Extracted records
● ● ● ●

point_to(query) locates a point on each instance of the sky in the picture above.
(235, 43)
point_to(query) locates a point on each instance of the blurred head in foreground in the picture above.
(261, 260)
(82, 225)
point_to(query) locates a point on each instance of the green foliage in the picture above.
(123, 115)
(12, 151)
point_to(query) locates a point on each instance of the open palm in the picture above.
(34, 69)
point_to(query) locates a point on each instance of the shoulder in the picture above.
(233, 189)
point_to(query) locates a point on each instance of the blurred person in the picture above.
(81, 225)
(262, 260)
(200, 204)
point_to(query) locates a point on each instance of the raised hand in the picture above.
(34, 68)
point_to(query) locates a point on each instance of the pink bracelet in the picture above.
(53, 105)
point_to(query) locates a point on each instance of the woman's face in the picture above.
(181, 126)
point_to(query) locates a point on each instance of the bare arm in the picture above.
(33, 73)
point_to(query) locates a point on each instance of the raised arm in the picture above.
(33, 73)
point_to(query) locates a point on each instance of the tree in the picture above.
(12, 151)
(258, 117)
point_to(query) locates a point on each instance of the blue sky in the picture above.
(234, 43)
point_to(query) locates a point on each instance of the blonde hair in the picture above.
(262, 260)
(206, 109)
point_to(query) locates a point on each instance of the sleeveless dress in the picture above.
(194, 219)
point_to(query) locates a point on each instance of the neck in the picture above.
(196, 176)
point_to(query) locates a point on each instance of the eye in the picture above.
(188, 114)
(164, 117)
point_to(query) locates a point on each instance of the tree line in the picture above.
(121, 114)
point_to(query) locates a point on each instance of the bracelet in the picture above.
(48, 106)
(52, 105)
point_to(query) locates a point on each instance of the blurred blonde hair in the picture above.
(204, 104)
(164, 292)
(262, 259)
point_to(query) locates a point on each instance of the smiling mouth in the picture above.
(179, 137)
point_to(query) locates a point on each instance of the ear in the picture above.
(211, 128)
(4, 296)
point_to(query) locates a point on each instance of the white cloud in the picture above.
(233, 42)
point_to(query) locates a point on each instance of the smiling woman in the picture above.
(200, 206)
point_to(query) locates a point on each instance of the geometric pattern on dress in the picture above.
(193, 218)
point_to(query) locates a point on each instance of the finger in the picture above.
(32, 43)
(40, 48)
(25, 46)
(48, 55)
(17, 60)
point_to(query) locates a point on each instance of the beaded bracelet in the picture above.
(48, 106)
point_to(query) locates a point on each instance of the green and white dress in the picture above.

● ● ● ●

Work to do:
Copy all of the data exactly.

Exercise output:
point_to(query) locates a point on each instance of the sky in the picture above.
(235, 43)
point_to(query) locates a point on each instance of the blurred head in foreground in the picture above.
(261, 260)
(82, 225)
point_to(query) locates a point on each instance of the green foliage in the picture above.
(123, 115)
(12, 151)
point_to(query) locates a point on each instance of the open palm in the picture above.
(34, 69)
point_to(query) locates a point on each instance of the shoulder in the picture above.
(233, 189)
point_to(query) locates a point on each instance of the blurred person in the picture above.
(81, 225)
(262, 260)
(200, 204)
point_to(query) locates a point on each instance of the raised hand in the picture above.
(34, 68)
point_to(query) locates a point on each instance of the pink bracelet in the picture above.
(53, 105)
point_to(query) locates a point on each instance of the woman's face in the picture above.
(181, 126)
point_to(query) locates a point on each instance of the bare arm in the picture above.
(33, 73)
point_to(query) locates a point on each instance of the raised arm in the picture above.
(33, 73)
point_to(query) locates a point on each instance of the tree in the picture above.
(12, 151)
(258, 117)
point_to(query) locates a point on each instance of the blue sky in the picture above.
(234, 43)
point_to(query) locates a point on each instance of the blonde hair in the picture above.
(262, 260)
(206, 109)
point_to(query) locates a point on each instance of the sleeveless dress in the picture above.
(194, 219)
point_to(query) locates a point on each instance of the neck in the picture above.
(196, 176)
point_to(query) locates a point on each instance of the eye in the picture above.
(188, 114)
(164, 117)
point_to(query) locates a point on each instance of the tree line in the picture above.
(121, 114)
point_to(query) locates a point on each instance of the bracelet in the picture above.
(48, 106)
(52, 105)
point_to(query) locates a point on each instance of the blurred blonde hair in the picture above.
(204, 104)
(164, 292)
(262, 259)
point_to(query) locates a point on each instance of the smiling mouth in the picture above.
(179, 137)
point_to(query) locates a point on each instance of the ear in the picture above.
(211, 128)
(4, 296)
point_to(query) locates a point on each instance of the white cloud in the picture above.
(233, 42)
point_to(query) locates a point on each instance of the smiling woman in the picture above.
(200, 206)
point_to(query) locates a point on each instance of the geometric pattern on dress in the picture above.
(193, 218)
point_to(query) locates a point on each instance of the finger in the picture above.
(32, 43)
(40, 48)
(25, 46)
(48, 55)
(17, 60)
point_to(query) locates a point on each instance of the beaded bracelet in the picture above.
(48, 106)
point_to(query) locates a point on each instance of the green and white dress in the picture above.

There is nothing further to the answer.